**Required action:** In the entries below, filter for the word "weeds" and copy every matching line.

**Excerpted data:**

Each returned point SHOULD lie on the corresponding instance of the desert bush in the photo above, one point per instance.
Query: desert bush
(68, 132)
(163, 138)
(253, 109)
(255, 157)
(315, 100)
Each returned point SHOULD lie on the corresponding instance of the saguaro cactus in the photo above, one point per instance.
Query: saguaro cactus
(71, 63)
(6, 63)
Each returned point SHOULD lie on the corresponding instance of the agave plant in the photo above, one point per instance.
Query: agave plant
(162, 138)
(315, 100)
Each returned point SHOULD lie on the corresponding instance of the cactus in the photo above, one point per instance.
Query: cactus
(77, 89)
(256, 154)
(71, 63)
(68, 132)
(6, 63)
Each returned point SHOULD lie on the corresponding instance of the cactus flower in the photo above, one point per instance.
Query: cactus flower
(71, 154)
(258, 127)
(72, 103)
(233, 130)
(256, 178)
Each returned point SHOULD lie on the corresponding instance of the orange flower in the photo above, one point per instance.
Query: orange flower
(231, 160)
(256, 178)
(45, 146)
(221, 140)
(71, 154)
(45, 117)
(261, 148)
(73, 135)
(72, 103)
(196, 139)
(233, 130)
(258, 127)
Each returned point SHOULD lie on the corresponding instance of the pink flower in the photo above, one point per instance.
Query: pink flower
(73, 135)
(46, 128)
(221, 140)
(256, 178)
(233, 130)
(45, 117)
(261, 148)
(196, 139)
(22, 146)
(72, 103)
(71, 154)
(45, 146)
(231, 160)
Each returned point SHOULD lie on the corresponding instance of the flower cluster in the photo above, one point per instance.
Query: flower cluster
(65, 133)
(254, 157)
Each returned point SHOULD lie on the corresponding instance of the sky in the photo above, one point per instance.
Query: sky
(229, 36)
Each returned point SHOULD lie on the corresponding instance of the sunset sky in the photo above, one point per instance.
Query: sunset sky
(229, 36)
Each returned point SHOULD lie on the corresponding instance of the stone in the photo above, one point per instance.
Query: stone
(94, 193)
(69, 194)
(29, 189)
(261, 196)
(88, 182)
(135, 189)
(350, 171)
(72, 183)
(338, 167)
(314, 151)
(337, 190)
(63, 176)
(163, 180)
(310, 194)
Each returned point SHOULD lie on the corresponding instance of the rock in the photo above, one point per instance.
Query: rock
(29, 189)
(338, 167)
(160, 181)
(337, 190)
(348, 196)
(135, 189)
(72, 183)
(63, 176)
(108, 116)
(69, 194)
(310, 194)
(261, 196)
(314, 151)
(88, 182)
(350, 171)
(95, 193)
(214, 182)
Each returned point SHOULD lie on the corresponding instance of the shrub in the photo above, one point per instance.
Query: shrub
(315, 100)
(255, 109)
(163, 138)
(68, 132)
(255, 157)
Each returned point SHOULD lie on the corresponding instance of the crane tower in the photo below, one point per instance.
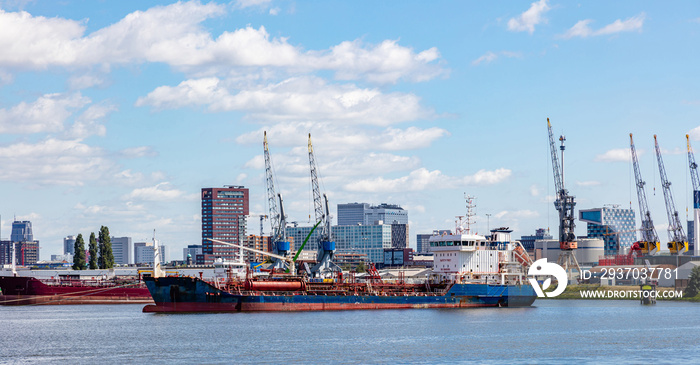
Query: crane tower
(326, 247)
(696, 198)
(678, 240)
(564, 204)
(278, 222)
(650, 240)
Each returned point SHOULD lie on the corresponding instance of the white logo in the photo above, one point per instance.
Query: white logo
(541, 268)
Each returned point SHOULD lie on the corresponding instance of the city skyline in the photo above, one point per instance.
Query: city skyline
(118, 114)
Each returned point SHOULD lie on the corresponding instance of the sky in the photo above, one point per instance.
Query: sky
(117, 113)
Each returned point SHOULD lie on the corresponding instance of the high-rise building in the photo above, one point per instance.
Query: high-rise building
(224, 212)
(528, 242)
(423, 240)
(363, 213)
(121, 249)
(192, 251)
(21, 231)
(370, 240)
(616, 226)
(69, 245)
(258, 243)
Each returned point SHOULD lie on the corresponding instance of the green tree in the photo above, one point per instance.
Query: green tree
(106, 255)
(79, 256)
(693, 287)
(92, 247)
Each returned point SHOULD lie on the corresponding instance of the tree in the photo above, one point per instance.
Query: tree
(92, 247)
(693, 287)
(106, 255)
(79, 253)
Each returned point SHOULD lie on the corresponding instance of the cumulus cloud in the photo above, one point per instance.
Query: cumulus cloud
(160, 192)
(583, 30)
(489, 57)
(617, 155)
(36, 42)
(46, 114)
(299, 98)
(531, 17)
(54, 162)
(422, 179)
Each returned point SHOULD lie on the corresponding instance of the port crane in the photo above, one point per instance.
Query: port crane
(650, 240)
(278, 221)
(564, 204)
(696, 198)
(679, 241)
(326, 247)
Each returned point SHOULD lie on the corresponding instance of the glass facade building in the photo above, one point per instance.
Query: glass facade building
(616, 226)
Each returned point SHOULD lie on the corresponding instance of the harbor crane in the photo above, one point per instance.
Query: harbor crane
(649, 243)
(278, 221)
(326, 247)
(565, 204)
(696, 198)
(678, 240)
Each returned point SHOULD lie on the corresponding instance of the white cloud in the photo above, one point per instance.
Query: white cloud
(47, 114)
(160, 192)
(489, 56)
(531, 17)
(588, 183)
(299, 98)
(617, 155)
(422, 179)
(173, 34)
(54, 161)
(583, 30)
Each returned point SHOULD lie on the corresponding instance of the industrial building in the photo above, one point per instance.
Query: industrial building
(370, 240)
(69, 245)
(224, 212)
(121, 249)
(528, 242)
(588, 253)
(615, 225)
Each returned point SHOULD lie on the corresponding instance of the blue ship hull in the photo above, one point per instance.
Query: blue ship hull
(185, 294)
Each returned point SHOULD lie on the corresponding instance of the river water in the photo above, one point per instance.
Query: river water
(551, 332)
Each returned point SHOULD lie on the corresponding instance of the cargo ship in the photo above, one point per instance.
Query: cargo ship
(470, 270)
(28, 290)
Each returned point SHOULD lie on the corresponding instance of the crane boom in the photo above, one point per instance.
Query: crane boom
(650, 240)
(564, 202)
(696, 198)
(679, 241)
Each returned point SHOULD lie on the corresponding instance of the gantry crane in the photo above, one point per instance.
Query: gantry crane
(565, 204)
(326, 247)
(678, 240)
(278, 222)
(650, 240)
(696, 198)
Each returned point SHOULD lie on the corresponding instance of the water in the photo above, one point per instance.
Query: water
(555, 331)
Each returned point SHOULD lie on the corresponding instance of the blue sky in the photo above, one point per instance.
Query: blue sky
(118, 113)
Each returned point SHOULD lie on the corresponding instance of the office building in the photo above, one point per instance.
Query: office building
(191, 252)
(224, 212)
(370, 240)
(121, 249)
(69, 245)
(362, 213)
(22, 231)
(615, 225)
(145, 255)
(528, 242)
(423, 239)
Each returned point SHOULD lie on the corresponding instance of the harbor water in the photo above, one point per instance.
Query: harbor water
(553, 331)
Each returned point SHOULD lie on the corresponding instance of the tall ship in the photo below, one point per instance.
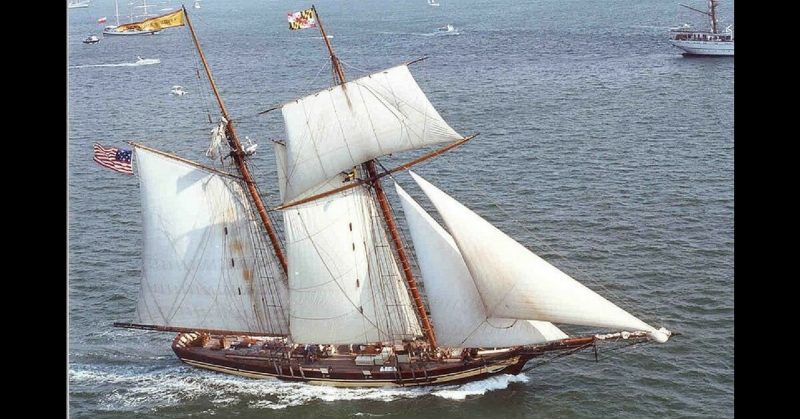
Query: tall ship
(696, 42)
(335, 297)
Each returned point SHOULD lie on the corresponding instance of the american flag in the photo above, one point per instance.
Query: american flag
(114, 158)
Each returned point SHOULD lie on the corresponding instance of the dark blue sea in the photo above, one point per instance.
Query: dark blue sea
(601, 148)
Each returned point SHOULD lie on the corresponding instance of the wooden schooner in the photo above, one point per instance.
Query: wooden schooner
(335, 301)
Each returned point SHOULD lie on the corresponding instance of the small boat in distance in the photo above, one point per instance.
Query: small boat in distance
(144, 26)
(146, 61)
(695, 42)
(178, 91)
(335, 301)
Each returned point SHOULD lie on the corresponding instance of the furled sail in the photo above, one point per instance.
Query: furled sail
(204, 260)
(513, 282)
(344, 284)
(457, 311)
(341, 127)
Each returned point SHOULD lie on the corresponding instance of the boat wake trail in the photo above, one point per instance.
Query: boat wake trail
(137, 388)
(144, 61)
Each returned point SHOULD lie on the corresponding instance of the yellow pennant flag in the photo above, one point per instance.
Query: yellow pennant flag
(168, 20)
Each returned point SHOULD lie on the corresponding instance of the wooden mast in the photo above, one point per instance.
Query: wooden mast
(238, 154)
(374, 180)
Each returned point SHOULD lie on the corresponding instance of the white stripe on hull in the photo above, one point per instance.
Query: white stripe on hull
(439, 379)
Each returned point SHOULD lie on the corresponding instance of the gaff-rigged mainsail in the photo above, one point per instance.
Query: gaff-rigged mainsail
(205, 265)
(515, 283)
(457, 311)
(344, 285)
(336, 129)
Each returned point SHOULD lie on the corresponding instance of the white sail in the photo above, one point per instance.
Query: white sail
(457, 311)
(203, 264)
(345, 286)
(338, 128)
(513, 282)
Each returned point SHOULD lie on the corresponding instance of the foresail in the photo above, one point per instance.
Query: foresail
(205, 263)
(341, 127)
(513, 282)
(344, 284)
(456, 308)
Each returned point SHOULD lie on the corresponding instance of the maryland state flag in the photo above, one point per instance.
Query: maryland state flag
(168, 20)
(302, 20)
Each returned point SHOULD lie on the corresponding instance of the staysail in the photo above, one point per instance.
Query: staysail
(513, 282)
(336, 129)
(203, 261)
(344, 284)
(456, 307)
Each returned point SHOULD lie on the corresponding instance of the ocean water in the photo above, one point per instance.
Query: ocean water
(601, 148)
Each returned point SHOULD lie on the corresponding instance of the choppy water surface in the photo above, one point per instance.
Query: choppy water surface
(601, 148)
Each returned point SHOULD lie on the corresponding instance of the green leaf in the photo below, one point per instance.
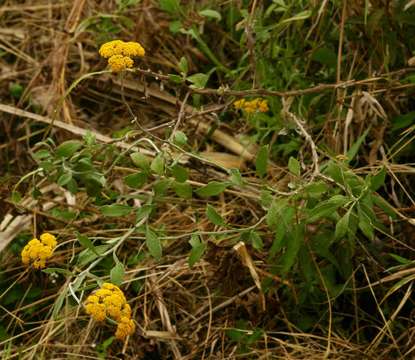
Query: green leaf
(378, 180)
(183, 190)
(236, 177)
(41, 154)
(342, 225)
(261, 162)
(295, 240)
(326, 208)
(256, 240)
(64, 178)
(179, 173)
(175, 26)
(214, 216)
(116, 210)
(87, 256)
(136, 181)
(198, 249)
(117, 274)
(157, 165)
(15, 197)
(183, 65)
(153, 244)
(212, 189)
(325, 56)
(355, 147)
(299, 17)
(198, 80)
(365, 224)
(180, 138)
(213, 14)
(160, 187)
(68, 148)
(143, 211)
(278, 206)
(86, 242)
(16, 90)
(140, 160)
(170, 6)
(294, 166)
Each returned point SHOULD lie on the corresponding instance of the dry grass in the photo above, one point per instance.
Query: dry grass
(181, 312)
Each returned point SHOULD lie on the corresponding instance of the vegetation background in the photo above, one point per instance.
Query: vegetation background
(285, 234)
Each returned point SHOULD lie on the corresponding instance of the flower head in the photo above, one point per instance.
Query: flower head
(119, 63)
(48, 239)
(255, 105)
(120, 54)
(110, 301)
(37, 252)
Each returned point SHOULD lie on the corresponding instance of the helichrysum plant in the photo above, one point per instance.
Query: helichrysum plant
(251, 106)
(109, 301)
(37, 252)
(120, 54)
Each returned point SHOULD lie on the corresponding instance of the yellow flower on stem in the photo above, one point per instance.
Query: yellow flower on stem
(109, 301)
(119, 63)
(120, 54)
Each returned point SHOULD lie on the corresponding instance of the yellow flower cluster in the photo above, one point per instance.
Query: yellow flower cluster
(120, 53)
(110, 301)
(37, 252)
(252, 106)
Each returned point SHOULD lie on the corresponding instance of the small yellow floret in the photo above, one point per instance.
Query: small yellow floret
(133, 49)
(48, 239)
(125, 327)
(119, 63)
(109, 301)
(97, 311)
(36, 252)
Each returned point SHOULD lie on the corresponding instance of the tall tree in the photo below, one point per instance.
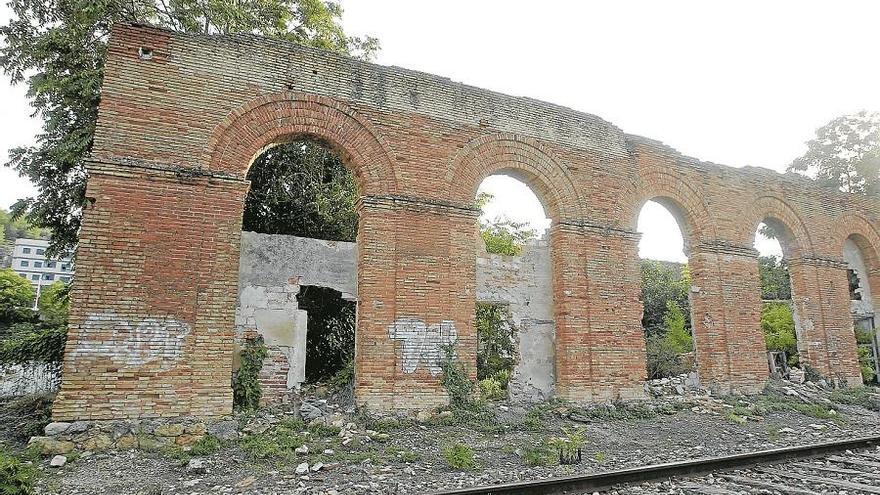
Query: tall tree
(845, 154)
(57, 48)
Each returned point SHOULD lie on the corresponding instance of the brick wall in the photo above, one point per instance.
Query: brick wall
(152, 318)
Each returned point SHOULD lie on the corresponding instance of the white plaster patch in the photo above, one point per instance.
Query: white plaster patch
(422, 343)
(132, 344)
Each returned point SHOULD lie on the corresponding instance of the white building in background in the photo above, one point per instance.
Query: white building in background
(29, 260)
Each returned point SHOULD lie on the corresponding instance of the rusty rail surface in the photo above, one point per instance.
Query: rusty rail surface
(605, 480)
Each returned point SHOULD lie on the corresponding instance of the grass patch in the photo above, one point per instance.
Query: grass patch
(207, 445)
(867, 397)
(540, 455)
(17, 475)
(459, 456)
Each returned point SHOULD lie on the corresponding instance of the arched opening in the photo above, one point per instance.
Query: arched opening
(861, 295)
(514, 304)
(775, 244)
(665, 293)
(296, 304)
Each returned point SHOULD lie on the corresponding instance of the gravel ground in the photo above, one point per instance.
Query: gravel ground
(408, 457)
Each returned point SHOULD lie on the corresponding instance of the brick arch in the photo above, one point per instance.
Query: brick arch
(521, 158)
(795, 237)
(683, 201)
(277, 118)
(852, 225)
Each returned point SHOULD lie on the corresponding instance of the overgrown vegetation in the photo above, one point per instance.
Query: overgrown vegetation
(58, 50)
(331, 331)
(665, 349)
(495, 349)
(777, 323)
(301, 188)
(455, 380)
(775, 280)
(459, 456)
(666, 317)
(17, 475)
(24, 417)
(246, 390)
(503, 236)
(865, 339)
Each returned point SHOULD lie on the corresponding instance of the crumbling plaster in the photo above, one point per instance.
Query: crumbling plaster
(274, 267)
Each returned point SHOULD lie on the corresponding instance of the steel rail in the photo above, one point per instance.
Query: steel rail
(654, 472)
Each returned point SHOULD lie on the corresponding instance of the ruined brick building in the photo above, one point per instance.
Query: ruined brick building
(183, 116)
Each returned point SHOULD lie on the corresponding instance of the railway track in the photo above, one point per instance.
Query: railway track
(846, 466)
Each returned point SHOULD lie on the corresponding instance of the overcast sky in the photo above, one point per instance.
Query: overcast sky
(738, 83)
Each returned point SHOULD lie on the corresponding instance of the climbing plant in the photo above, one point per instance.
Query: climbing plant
(246, 390)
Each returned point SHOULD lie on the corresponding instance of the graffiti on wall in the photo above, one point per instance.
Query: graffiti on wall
(422, 343)
(132, 343)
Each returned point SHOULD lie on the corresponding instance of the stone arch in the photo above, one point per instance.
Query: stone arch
(281, 117)
(683, 201)
(522, 158)
(795, 238)
(857, 227)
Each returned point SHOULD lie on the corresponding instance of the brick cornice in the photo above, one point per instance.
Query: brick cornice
(585, 227)
(717, 246)
(134, 167)
(425, 205)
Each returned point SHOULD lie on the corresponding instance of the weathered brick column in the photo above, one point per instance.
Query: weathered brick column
(414, 303)
(152, 305)
(726, 314)
(820, 296)
(600, 344)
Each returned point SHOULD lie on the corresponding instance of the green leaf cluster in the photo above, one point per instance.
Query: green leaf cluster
(777, 323)
(246, 390)
(845, 154)
(301, 188)
(58, 49)
(16, 299)
(506, 237)
(663, 283)
(17, 476)
(495, 344)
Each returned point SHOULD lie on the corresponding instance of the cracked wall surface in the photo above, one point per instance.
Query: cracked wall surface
(160, 241)
(273, 267)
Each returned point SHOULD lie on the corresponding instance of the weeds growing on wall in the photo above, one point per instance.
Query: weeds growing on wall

**Solution to this exercise:**
Each returned point SHOULD lie on the corresponding instance of the weeds growing on wall in the photo above, one point per instance.
Query: weeds growing on wall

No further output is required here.